→ GIVEN TASK
Please rewrite the lines below, changing "instance" to "region" everywhere it occurs and leaving everything else as it is.

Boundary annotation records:
— Start —
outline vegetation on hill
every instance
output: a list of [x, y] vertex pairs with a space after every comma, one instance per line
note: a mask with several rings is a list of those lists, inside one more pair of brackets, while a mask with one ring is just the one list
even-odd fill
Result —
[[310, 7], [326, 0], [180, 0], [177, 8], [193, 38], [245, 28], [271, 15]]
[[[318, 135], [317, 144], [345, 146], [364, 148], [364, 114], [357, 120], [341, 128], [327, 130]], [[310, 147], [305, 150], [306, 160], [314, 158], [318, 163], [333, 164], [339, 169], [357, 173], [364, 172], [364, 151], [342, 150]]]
— End —
→ TASK RESULT
outline vegetation on hill
every region
output: a list of [x, y] vertex pairs with a space after every comma, one region per line
note: a mask with several rings is a list of those lists, inside one more pair of brackets, while a mask with one ring is just the one list
even-odd fill
Result —
[[310, 7], [326, 0], [180, 0], [177, 8], [193, 38], [245, 28], [271, 15]]
[[[318, 135], [317, 144], [345, 146], [364, 148], [364, 114], [357, 120], [341, 128], [327, 130]], [[310, 147], [305, 150], [306, 160], [314, 158], [318, 163], [333, 164], [339, 169], [357, 173], [364, 172], [364, 151], [342, 150]]]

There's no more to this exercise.